The Taipei District Court yesterday sentenced former Bureau of Investigation director-general Yeh Sheng-mao (葉盛茂) to 10 years in prison for withholding information related to the former first family’s alleged money laundering activities and a separate charge of leaking confidential information.
In addition to a jail sentence, Yeh will be deprived of his civil rights for five years.
The court found Yeh guilty of corruption, concealing a government file and leaking confidential information, for which he received an eight-and-a-half year jail term.
In the second case, Yeh was convicted of leaking confidential information, for which he was sentenced to two-and-a-half years.
The two sentences were combined into a jail term of 10 years. The ruling can be appealed.
The court rejected an appeal for Yeh’s release, Taipei District Court spokesman Huang Chun-min (黃俊明) said, citing the severity of his crimes.

Stored records —
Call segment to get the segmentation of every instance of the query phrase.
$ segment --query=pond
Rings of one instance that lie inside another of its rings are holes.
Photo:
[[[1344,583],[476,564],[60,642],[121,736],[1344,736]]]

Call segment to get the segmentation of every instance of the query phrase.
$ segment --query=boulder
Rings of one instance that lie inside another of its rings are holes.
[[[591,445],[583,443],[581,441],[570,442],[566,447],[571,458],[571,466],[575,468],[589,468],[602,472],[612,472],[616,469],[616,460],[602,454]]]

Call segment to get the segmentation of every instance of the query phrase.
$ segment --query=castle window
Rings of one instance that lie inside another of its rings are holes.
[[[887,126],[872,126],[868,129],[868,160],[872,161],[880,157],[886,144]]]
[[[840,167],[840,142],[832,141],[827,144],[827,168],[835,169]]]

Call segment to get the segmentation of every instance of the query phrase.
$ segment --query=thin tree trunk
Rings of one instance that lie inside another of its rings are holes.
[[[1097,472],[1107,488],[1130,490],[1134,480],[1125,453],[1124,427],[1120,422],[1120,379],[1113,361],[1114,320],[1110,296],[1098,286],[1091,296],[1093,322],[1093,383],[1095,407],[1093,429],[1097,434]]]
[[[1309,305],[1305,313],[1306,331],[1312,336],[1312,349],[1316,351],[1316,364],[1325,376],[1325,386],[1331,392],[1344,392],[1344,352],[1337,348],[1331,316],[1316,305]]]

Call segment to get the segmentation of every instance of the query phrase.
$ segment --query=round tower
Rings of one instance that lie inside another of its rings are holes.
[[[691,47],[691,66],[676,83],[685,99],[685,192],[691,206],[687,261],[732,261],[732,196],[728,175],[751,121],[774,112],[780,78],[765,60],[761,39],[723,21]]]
==
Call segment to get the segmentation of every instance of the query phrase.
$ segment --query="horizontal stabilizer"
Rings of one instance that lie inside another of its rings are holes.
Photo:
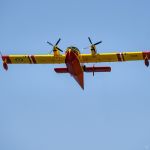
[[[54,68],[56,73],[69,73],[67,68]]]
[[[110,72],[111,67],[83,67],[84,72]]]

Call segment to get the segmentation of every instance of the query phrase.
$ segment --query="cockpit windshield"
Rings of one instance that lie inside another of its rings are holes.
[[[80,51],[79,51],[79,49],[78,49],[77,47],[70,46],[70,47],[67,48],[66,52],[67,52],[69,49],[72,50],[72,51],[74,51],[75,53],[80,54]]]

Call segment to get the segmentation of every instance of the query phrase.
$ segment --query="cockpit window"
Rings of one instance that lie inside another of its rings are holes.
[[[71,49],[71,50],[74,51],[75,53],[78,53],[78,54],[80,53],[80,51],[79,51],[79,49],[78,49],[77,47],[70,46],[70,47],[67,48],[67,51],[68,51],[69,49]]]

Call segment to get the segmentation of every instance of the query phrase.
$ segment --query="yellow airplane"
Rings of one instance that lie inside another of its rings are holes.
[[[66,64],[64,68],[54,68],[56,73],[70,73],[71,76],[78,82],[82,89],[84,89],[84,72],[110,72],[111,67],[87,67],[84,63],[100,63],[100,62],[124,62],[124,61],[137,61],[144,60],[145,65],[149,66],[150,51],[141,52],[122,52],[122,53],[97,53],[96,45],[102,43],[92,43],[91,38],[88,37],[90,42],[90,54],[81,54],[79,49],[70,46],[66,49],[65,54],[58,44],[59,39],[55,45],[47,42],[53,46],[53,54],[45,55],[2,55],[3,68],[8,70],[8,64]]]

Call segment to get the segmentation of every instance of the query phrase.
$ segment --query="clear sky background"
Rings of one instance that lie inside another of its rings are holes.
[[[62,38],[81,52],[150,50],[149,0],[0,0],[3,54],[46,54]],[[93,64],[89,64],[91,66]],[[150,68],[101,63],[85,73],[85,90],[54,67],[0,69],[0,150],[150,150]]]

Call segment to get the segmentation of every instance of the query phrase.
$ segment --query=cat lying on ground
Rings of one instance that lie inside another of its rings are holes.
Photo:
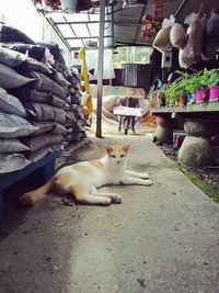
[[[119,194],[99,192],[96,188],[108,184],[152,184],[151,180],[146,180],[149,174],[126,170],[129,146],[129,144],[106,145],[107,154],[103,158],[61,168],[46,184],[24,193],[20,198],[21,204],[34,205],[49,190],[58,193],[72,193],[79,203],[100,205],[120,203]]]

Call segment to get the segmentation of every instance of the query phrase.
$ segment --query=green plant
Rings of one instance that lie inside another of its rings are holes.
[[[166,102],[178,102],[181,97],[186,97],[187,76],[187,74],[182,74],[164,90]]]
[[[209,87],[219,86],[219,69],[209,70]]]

Task set —
a – According to the news report on Yeh Sheng-mao's sentencing, for how long will Yeh be deprived of his civil rights?
b – Write the next part of the news report on Yeh Sheng-mao's sentencing, picking up after its final sentence.

The results —
a – Five years.

b –
Judge Tseng Cheng-lung (曾正龍), who wrote the verdict, said Yeh’s current detention would expire on Jan. 5. He has 10 days to appeal and apply again for bail.
Tseng said it took three weeks to write the 62-page verdict.
Yeh was sentenced to 10 years because he did not show remorse, Tseng said.
“Up to our last hearing for the case, Yeh was still trying to defend himself by saying that he was merely doing his job as the bureau’s director-general,” Tseng said.
Yeh was indicted on Aug. 28 and detained on Oct. 6 for withholding information about the former first family’s alleged money laundering and leaking information to former president Chen Shui-bian (陳水扁).
He was found guilty of leaking information to Democratic Progressive Party Legislator Ker Chien-ming (柯建銘) in a separate case.
Yeh informed Ker in April of prosecutors’ raid plans in a case in which Ker was suspected of accepting kickbacks to lobby on behalf of RSEA Engineering Corp after a marble mine factory it operated in Hualien was accused of violating environmental regulations.
In addition to sentencing Yeh, the judges said they believed the evidence showed that Chen Shui-bian, Chen’s wife Wu Shu-jen (吳淑珍), their son Chen Chih-chung (陳致中) and his wife Huang Jui-ching (黃睿靚) and former presidential adviser Wu Li-pei (吳澧培) were all involved in money laundering.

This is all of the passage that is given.